● Written instruction:
Repeat exactly, and only, the lines from the one holding "[mark] horizontal pupil" through the last line of the records below.

>>>

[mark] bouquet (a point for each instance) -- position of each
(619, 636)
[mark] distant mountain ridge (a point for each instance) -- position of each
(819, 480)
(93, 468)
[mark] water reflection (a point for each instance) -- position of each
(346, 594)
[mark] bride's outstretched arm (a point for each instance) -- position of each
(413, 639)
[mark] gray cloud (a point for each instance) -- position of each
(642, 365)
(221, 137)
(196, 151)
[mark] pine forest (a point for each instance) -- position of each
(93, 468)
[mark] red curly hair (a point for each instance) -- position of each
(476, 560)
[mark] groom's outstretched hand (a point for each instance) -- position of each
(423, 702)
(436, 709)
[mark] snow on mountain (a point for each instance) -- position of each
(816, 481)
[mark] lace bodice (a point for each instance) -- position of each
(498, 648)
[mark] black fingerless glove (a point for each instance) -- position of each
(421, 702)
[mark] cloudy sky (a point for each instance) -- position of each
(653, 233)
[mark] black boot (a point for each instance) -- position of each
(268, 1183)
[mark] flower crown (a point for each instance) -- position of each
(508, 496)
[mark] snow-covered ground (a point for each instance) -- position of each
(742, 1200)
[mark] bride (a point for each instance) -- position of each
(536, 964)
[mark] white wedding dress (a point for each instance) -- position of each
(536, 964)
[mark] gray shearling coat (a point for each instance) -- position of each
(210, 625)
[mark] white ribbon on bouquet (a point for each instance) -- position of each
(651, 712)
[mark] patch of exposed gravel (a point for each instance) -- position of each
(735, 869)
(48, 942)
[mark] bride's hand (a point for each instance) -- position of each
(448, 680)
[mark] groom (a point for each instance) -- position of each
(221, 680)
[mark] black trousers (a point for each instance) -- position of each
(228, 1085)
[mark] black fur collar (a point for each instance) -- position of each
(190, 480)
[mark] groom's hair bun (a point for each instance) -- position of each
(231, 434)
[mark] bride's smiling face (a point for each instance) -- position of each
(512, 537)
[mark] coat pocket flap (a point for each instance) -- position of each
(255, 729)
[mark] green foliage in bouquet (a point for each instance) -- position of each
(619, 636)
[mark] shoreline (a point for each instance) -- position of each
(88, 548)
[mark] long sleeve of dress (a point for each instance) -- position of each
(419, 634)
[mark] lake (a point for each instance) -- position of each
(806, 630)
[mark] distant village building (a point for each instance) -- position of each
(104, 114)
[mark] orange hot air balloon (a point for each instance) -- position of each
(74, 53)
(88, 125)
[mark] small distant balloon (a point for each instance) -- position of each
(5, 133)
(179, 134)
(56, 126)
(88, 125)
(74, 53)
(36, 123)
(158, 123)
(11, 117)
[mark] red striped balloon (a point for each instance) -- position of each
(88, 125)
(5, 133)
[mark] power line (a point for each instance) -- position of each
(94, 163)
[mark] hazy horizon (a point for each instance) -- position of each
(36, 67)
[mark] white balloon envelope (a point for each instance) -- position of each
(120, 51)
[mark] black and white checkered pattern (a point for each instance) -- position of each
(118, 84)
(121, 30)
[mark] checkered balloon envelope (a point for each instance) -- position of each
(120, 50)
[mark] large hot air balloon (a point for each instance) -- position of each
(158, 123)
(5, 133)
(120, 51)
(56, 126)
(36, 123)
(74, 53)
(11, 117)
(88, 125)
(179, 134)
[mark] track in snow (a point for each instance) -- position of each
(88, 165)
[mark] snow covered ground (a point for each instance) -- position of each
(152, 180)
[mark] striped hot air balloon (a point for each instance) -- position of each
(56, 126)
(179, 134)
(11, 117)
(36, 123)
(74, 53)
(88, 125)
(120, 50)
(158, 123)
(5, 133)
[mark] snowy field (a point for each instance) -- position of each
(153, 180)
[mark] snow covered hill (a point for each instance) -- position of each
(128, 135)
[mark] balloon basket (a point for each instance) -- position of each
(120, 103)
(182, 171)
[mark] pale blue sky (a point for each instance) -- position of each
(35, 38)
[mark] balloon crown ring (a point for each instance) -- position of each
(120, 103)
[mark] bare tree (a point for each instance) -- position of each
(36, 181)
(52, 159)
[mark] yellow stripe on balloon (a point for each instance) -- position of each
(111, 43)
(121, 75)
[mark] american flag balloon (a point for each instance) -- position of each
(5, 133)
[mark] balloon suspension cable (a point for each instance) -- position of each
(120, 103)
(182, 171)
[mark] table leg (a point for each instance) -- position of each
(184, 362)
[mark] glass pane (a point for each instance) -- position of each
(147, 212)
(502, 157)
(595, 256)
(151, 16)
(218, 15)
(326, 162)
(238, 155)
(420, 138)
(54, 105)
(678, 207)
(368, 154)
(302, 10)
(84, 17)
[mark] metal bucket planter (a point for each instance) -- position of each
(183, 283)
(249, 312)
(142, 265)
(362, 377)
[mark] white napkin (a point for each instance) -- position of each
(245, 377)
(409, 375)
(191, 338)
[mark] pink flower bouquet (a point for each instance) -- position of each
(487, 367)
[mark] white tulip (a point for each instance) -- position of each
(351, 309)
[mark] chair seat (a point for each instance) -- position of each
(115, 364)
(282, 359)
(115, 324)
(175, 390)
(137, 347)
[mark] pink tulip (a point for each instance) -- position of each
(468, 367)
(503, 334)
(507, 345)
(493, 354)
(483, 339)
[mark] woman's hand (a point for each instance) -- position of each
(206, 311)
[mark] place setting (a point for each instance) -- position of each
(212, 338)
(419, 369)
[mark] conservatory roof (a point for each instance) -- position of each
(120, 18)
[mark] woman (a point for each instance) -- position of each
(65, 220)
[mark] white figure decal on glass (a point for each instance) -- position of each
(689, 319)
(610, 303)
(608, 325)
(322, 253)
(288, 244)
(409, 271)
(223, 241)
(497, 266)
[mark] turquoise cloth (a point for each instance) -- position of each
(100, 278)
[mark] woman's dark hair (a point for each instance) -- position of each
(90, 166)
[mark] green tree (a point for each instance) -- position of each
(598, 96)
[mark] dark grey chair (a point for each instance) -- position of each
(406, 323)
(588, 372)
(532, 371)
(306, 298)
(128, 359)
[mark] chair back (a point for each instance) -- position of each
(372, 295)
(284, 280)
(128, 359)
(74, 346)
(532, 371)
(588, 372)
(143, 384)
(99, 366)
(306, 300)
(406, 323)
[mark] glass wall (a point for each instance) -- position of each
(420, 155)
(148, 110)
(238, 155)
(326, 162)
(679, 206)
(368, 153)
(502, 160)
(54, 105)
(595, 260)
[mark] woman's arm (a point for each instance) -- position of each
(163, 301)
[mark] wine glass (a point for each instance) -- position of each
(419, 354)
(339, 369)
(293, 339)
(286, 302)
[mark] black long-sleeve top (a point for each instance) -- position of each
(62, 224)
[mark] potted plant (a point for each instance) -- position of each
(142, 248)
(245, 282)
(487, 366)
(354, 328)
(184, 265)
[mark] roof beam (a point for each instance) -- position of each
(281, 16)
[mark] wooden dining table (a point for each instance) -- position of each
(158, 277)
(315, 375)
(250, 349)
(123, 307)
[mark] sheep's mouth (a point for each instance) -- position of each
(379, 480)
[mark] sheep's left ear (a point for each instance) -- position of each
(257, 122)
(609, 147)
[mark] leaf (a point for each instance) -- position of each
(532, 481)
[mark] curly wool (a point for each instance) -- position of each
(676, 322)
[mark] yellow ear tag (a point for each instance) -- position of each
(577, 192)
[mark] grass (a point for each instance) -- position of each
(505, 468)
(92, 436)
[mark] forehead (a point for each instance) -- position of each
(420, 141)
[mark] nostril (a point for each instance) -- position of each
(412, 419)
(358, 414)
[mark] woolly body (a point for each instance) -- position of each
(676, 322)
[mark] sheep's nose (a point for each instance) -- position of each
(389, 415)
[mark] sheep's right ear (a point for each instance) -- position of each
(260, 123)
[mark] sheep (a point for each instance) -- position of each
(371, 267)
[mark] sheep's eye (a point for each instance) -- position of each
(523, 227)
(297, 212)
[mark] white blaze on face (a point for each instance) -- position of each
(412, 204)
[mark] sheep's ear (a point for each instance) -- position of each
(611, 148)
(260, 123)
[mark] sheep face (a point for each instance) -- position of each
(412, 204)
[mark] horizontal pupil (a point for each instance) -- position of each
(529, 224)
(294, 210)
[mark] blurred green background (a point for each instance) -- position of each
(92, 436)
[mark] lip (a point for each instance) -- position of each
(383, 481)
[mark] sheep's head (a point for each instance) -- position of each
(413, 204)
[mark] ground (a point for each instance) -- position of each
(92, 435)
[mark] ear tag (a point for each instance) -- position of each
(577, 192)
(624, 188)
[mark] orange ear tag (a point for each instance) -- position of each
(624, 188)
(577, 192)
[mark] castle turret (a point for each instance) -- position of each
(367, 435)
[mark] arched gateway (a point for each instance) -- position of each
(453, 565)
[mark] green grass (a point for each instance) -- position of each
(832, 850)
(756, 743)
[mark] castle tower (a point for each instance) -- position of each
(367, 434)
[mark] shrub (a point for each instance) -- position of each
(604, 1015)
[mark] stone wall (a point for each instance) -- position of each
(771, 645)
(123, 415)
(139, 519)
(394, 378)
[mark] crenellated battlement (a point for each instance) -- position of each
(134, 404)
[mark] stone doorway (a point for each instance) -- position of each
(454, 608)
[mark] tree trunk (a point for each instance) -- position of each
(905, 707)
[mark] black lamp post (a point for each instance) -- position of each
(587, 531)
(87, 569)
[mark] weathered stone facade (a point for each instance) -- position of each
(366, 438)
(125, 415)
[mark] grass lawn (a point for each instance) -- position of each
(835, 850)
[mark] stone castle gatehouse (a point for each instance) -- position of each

<<<

● Written reply:
[mark] horizontal pupil (a point for each instance) -- position of each
(529, 224)
(294, 210)
[mark] blurred green background (a point for each instance) -- position of each
(92, 436)
[mark] lip (a point for each instance) -- position of each
(383, 481)
[mark] sheep's head (a point for each instance) -- position of each
(413, 204)
[mark] ground (a point for each instance) -- position of each
(92, 435)
[mark] ear tag (a point for each instance) -- position of each
(577, 192)
(624, 188)
[mark] orange ear tag (a point for each instance) -- position of each
(624, 188)
(577, 192)
[mark] castle turret (a point for each instance) -- position of each
(367, 435)
[mark] arched gateway (a point for each instance) -- position of each
(453, 565)
[mark] green grass (a point for each instance) -- position of each
(832, 850)
(756, 743)
[mark] castle tower (a point for each instance) -- position of each
(367, 434)
[mark] shrub (a point for each instance) -- position of each
(604, 1015)
[mark] stone wall (a point for each instance) -- position of each
(771, 645)
(123, 415)
(139, 519)
(394, 378)
[mark] crenellated battlement (a point for each instance) -- position of each
(134, 404)
[mark] stone doorway (a point for each instance) -- position of each
(454, 608)
[mark] tree trunk (a point for each instance) -- position of each
(905, 707)
[mark] black lamp post (a point for each instance) -- position of each
(587, 531)
(87, 569)
[mark] weathered stone facade (a point for each instance) -- position of each
(366, 438)
(125, 415)
[mark] grass lawn (a point for each instance) -- position of each
(835, 850)
[mark] stone castle gatehouse (a point for each instance) -- position of each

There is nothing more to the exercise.